*Seçilen metin:*
▽

Güvenlik Kuvvetleri Komutanı 29 Haziran'da zehir zemberek bir açıklama yaptı. GKK Komutanı katıldığı bir toplantıda ‘Şayet toplumun gözü önünde devletin temellerine dinamit konulursa, yıkılmaya çalışılırsa, GKK'dan önceki yetkililer, devlete sahip çıkmazsa, sahip çıkacak makam milletin anayasayla görevlendirdiği GKK'dır. TSK generalinin boğazı dokuz boğumludur, her aklına geleni söylemez ama yerinin geldiğine karar verirse değerlendirmeyi yapar' dedi.

Başbakan Yardımcısı Mustafa Akıncı ayağa kalktı ve 'protesto ediyorum' diyerek töreni terk etti. GKK Komutanı devam etti: 'Oklar hedefe ulaştıkça, hedefin kalbine girdikçe canı yananların bağırtısını duyuyorum ve ne kadar haklı olduğumu bir daha görüyorum. Polisin askere bağlı olması Sayın Akıncı'yı neden bu kadar yakından ilgilendiriyor ben anlamıyorum. Kendisi Turizmden sorumlu. Turizmle ilgilensin.'

Mustafa Akıncı bu açıklamalar üzerine bir basın toplantısı düzenledi ve şu sözleri kaydetti: 

'‘Komutan, son günlerdeki demeçleriyle çizmeyi aşmıştır. Komutan, Kıbrıs'ta ateşkesin sürmesini ve özel koşulları gerekçe gösteriyor. Güney Kıbrıs'ta polis sivil otoriteye bağlı. PKK ile mücadele eden ve ateş çemberinden geçen Türkiye'de de polis İçişleri Bakanlığı'na bağlıdır. Biz kendi kendimizi yönetmek istiyoruz.'

'Kendi kendimizi yönetmek istiyoruz' cümlesi Ankara'yı boşluğa düşürmekteydi. Uluslararası alanda Kıbrıs politikasına zarar vereceği gerekçesi ile Rauf Denktaş'a Ankara baskı kurdu. Denktaş da bu ortamda hükümetten değil askerden yana tavır almanın doğru olduğuna inanıyordu. İlk round böyle bitmişti ama Mustafa Akıncı Türkiye gündemine bir kez daha ezber bozacak bir şekilde düşecekti.

6. Annan Planı ve Barış ve Demokrasi Hareketi

2004 yılına gelirken Kıbrıs'ın ve Türkiye'nin gündeminde Annan Planı vardı. Plan adanın mevcut durumunun bozularak iki tarafın birleşmesini öngörüyordu. BM, ABD ve AB planı desteklemekteydi. Türkiye ve Kıbrıs'ta ise toplum ikiye bölünmüştü. Rauf Denktaş başta olmak üzere önemli bir kesim bu planın adada Türk varlığını sona erdireceğini, Türklerin haklarını korumadığını iddia ediyordu. Ankara'da ise hava karışıktı. Türk Silahlı Kuvvetleri plana yönelk itirazlarını ifade ediyordu. Muhalefet partileri plana karşıydı. AKP ise planın desteklenmesinden yanaydı. Rauf Denktaş 'statükocu' bulunuyor, değişimin önündeki engel olmakla itham ediliyor, Türkiye'nin AB'ye üyeliği için Kıbrıs sorununun halinin şart olduğu ifade ediliyordu. AKP tam gaz 'Evet' demekteydi.

△

*Alıştırma:*
Aşağıdaki ifadelerin seçilen metinle uyuşup uyuşmadığını evet ya da hayır ile belirtin ve her birini metinden birebir alıntıladığınız belirleyici sözlerle destekleyin.
1. Mustafa Akıncı, GKK Komutanı'nın sözlerini protesto ederek töreni terk etti.
2. AKP, Annan Planı'na karşı çıkıyordu.
3. Akıncı'ya göre Güney Kıbrıs'ta polis askere bağlıdır.
Yalnızca seçilen metindeki bilgilere dayanın.

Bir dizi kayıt
▽

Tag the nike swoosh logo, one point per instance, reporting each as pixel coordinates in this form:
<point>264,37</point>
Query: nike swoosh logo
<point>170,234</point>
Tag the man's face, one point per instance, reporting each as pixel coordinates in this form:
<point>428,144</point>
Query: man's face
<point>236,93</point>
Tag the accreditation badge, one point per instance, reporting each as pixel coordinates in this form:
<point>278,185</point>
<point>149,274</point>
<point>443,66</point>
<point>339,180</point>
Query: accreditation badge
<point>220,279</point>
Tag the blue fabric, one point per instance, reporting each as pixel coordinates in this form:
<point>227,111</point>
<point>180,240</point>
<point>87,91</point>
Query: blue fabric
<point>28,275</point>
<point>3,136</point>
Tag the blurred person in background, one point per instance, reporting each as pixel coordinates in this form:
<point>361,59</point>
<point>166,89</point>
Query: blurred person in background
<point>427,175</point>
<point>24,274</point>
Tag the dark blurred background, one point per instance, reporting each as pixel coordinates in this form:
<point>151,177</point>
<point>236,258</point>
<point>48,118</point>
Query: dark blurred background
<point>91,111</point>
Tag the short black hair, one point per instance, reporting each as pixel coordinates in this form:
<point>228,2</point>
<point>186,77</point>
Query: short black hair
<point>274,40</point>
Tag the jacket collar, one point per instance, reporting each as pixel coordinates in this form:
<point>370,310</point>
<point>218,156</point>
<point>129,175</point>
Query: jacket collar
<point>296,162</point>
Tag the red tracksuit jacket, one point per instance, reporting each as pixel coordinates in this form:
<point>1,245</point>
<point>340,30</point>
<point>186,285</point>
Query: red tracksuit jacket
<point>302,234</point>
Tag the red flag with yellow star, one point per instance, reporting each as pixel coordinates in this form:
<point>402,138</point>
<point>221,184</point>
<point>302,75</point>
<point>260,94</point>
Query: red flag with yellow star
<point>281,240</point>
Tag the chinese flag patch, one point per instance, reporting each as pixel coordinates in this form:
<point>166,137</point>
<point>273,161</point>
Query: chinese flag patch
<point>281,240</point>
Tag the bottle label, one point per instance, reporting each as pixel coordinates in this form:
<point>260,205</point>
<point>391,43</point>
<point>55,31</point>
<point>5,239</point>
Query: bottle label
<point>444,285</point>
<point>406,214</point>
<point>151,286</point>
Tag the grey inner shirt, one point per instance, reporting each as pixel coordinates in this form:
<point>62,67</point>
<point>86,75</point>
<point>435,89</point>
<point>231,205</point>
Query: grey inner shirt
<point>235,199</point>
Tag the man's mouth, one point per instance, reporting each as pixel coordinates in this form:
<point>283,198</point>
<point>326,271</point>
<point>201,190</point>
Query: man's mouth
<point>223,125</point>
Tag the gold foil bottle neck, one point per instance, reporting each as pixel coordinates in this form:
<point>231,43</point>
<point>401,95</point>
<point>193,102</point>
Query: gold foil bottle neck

△

*Cevap:*
1. Evet: "ayağa kalktı ve 'protesto ediyorum' diyerek töreni terk etti"
2. Hayır: "AKP ise planın desteklenmesinden yanaydı."
3. Hayır: "Güney Kıbrıs'ta polis sivil otoriteye bağlı."